Pointing dataset data:
◆ ◆ ◆ ◆ ◆ ◆ ◆

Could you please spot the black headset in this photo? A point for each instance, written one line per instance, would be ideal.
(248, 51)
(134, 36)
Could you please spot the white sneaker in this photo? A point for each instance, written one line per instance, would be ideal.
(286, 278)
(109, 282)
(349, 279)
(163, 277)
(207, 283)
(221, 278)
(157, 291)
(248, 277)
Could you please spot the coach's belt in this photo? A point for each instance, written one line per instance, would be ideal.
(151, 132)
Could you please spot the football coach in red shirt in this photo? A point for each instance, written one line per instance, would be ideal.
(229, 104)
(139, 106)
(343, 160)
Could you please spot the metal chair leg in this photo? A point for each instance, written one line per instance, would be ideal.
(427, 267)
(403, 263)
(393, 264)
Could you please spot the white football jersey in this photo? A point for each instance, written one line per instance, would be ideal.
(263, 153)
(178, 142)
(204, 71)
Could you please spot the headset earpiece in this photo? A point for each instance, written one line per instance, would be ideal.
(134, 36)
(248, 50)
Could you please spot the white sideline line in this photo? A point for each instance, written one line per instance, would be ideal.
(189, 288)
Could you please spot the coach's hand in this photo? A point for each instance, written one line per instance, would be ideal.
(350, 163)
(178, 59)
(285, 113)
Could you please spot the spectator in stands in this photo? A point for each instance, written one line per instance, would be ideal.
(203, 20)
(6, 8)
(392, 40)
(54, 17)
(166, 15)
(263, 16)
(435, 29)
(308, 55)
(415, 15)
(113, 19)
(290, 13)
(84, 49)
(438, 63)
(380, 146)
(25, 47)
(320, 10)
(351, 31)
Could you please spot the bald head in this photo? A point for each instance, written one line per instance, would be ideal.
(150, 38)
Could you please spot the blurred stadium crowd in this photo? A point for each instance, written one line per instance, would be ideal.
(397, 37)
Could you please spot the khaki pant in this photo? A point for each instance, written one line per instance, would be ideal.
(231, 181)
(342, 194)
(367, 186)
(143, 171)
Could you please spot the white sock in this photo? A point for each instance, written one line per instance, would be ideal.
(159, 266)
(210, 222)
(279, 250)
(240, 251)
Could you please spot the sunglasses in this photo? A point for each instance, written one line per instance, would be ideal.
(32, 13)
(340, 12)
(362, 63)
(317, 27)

◆ ◆ ◆ ◆ ◆ ◆ ◆

— PROBLEM DETAILS —
Render the data from the line containing "Could you please spot the khaki" through the end as a JSON list of strings, with one string per line and blank lines omitted.

— ANSWER BELOW —
[
  "Could you please spot the khaki pant in this photo? A point for each instance, written one line per instance, would be ideal.",
  "(231, 181)",
  "(342, 194)",
  "(367, 186)",
  "(143, 171)",
  "Could you please spot the white sock in this photo? A point for each instance, written one line per instance, would be ideal.",
  "(159, 266)",
  "(210, 222)",
  "(279, 250)",
  "(240, 251)",
  "Could you please spot the sunglasses in this photo? A point for each instance, written one line per instance, would be ideal.",
  "(32, 13)",
  "(340, 12)",
  "(362, 63)",
  "(317, 27)"
]